ASSIGNMENT:
Your task is to set down the records below again, exactly.

Saved data entries:
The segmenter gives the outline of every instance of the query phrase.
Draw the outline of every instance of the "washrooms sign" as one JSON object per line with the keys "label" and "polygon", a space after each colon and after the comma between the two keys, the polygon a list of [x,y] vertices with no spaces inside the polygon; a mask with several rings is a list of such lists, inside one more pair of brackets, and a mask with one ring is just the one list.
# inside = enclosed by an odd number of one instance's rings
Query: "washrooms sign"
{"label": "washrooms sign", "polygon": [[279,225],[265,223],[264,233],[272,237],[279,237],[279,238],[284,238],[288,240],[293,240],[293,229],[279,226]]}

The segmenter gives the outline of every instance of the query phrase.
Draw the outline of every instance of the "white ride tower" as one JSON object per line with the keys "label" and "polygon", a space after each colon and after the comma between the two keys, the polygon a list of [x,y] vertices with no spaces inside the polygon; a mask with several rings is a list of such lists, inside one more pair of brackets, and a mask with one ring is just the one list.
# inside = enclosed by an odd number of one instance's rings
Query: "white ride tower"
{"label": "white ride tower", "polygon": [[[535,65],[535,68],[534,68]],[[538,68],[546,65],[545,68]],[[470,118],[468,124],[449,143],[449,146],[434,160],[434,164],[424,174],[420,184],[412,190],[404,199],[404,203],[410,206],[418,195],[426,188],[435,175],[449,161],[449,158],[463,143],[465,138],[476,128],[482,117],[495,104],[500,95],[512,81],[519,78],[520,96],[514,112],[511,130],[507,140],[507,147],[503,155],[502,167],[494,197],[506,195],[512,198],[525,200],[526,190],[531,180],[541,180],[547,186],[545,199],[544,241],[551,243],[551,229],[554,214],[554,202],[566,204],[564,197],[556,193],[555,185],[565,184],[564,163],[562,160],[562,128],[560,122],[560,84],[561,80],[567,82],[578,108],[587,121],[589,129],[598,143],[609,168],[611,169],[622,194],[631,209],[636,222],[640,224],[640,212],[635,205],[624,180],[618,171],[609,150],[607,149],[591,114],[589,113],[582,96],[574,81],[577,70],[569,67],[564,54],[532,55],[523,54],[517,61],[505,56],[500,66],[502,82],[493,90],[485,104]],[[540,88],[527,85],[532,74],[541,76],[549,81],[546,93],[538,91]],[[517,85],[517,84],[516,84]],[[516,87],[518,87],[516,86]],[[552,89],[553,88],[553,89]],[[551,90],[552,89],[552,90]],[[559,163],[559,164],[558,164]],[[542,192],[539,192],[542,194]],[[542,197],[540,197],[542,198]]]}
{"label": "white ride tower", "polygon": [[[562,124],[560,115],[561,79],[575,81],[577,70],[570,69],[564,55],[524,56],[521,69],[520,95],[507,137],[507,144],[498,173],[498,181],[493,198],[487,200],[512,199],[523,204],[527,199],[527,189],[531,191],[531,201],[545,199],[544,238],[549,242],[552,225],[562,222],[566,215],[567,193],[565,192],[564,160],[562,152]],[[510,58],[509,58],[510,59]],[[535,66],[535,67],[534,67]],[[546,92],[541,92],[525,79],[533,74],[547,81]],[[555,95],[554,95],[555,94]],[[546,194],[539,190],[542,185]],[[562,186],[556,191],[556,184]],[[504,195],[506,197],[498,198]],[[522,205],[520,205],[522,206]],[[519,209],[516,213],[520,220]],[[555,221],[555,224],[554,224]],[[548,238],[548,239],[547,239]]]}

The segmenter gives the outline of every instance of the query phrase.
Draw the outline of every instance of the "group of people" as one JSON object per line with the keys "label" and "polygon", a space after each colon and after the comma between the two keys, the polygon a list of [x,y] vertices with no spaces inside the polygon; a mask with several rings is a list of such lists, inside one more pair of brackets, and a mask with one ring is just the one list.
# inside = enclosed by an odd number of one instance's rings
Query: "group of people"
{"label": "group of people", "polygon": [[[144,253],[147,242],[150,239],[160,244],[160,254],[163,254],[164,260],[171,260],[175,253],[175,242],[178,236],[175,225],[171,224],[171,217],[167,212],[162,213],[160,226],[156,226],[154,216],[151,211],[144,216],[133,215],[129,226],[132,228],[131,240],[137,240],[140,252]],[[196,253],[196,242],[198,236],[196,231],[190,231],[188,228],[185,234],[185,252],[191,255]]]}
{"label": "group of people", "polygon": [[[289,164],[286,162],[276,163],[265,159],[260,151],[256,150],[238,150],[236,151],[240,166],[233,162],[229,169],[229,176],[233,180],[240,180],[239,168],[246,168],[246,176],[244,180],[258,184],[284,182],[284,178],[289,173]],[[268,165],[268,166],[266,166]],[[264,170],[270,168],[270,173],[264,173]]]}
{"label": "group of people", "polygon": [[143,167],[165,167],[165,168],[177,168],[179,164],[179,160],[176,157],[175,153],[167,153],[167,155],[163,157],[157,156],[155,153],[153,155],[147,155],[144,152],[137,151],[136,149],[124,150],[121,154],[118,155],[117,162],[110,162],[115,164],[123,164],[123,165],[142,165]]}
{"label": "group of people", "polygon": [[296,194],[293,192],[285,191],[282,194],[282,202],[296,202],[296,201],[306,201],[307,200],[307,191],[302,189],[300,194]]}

YOUR SOLUTION:
The segmenter gives the outline of every instance of the query phrase.
Draw the outline of every instance of the "washrooms sign" as one JSON object per line with the keys "label" and "polygon", a space after each colon and after the comma between the two keys, the polygon a list of [x,y] vertices with no spaces inside the polygon; a mask with several rings is a list of such lists, inside one more pair of brackets, and a mask with one ring is just the one list.
# inside = enclosed by an odd number of one instance's rings
Query: "washrooms sign"
{"label": "washrooms sign", "polygon": [[279,225],[265,223],[264,233],[272,237],[279,237],[279,238],[284,238],[288,240],[293,240],[293,229],[279,226]]}

The segmenter gives the outline of every instance of the query phrase.
Draw the outline of every instance of the "white ride tower" as one JSON object per line with the keys "label" and "polygon", a space after each colon and after the comma between the two keys, the polygon a list of [x,y] vertices with no spaces inside the polygon; a mask with several rings is a list of such lists, inside one more pair of brackets, and a mask with one ring is just the one list.
# inside = enclosed by an odd number of one instance's rings
Query: "white ride tower"
{"label": "white ride tower", "polygon": [[[535,65],[535,68],[534,68]],[[538,68],[546,65],[545,68]],[[470,118],[468,124],[449,143],[449,146],[434,160],[434,164],[424,174],[420,184],[412,190],[404,199],[404,203],[410,206],[418,195],[426,188],[435,175],[449,161],[449,158],[463,143],[465,138],[476,128],[482,117],[495,104],[500,95],[512,81],[519,78],[520,96],[514,112],[511,130],[507,140],[507,147],[503,155],[502,167],[494,197],[506,195],[512,198],[525,200],[526,190],[531,180],[541,180],[547,186],[545,199],[544,241],[551,243],[551,229],[554,214],[554,202],[566,204],[564,197],[556,193],[555,185],[565,184],[564,163],[562,160],[562,128],[560,122],[560,84],[561,80],[567,82],[578,108],[587,121],[589,129],[598,143],[609,168],[611,169],[622,194],[631,209],[636,222],[640,224],[640,212],[635,205],[624,180],[618,171],[609,150],[607,149],[591,114],[589,113],[582,96],[574,81],[577,70],[569,67],[564,54],[532,55],[523,54],[517,61],[505,56],[500,66],[502,82],[493,90],[485,104]],[[540,88],[527,85],[532,74],[541,76],[549,81],[546,93],[538,91]],[[517,85],[517,84],[516,84]],[[516,87],[518,87],[516,86]],[[552,89],[553,88],[553,89]],[[551,90],[552,89],[552,90]],[[559,163],[559,164],[558,164]],[[542,192],[539,192],[542,194]],[[542,197],[540,197],[542,198]]]}
{"label": "white ride tower", "polygon": [[[562,124],[560,115],[561,79],[575,81],[577,70],[570,69],[564,55],[524,56],[521,69],[520,95],[507,137],[507,144],[498,173],[498,181],[493,198],[487,200],[512,199],[523,204],[527,199],[527,189],[531,191],[531,201],[545,199],[544,238],[549,242],[552,225],[562,222],[566,215],[567,193],[565,192],[564,160],[562,152]],[[510,58],[509,58],[510,59]],[[535,66],[535,67],[534,67]],[[546,92],[541,92],[525,79],[533,74],[547,81]],[[555,95],[554,95],[555,94]],[[546,194],[539,190],[542,185]],[[562,186],[556,191],[556,184]],[[504,195],[506,197],[498,198]],[[522,205],[520,205],[522,206]],[[519,209],[516,213],[520,220]],[[555,221],[555,224],[554,224]],[[548,238],[548,239],[547,239]]]}

The segmenter gives the outline of every instance of the query phrase.
Draw the outline of every instance of the "group of people" as one JSON object per line with the keys "label" and "polygon", a space after each colon and after the comma between the two keys, the polygon a list of [x,y] vertices with no spaces inside the polygon; a mask with several rings is a list of such lists, inside one more pair of brackets, and a mask with one ring is just the one list.
# inside = enclosed by an odd number of one instance's rings
Query: "group of people"
{"label": "group of people", "polygon": [[[144,253],[147,242],[150,239],[160,244],[160,254],[163,254],[164,260],[171,260],[175,253],[175,242],[178,236],[175,225],[171,224],[171,217],[167,212],[162,213],[160,226],[156,226],[154,216],[151,211],[144,216],[133,215],[129,226],[132,228],[131,240],[137,240],[140,252]],[[196,253],[196,242],[198,236],[196,231],[190,231],[188,228],[185,234],[185,252],[191,255]]]}
{"label": "group of people", "polygon": [[[289,164],[286,162],[276,163],[265,159],[260,151],[256,150],[238,150],[236,151],[240,166],[233,162],[229,169],[229,176],[233,180],[240,180],[239,168],[246,168],[246,176],[244,180],[258,184],[284,182],[284,178],[289,173]],[[268,165],[268,166],[266,166]],[[264,170],[270,168],[270,173],[264,173]]]}
{"label": "group of people", "polygon": [[143,167],[165,167],[165,168],[177,168],[179,164],[179,160],[176,157],[175,153],[167,153],[167,155],[163,157],[157,156],[155,153],[153,155],[147,155],[144,152],[137,151],[136,149],[124,150],[121,154],[118,155],[117,162],[110,162],[115,164],[123,164],[123,165],[142,165]]}
{"label": "group of people", "polygon": [[296,194],[293,192],[285,191],[282,194],[282,202],[296,202],[296,201],[306,201],[307,200],[307,191],[302,189],[300,194]]}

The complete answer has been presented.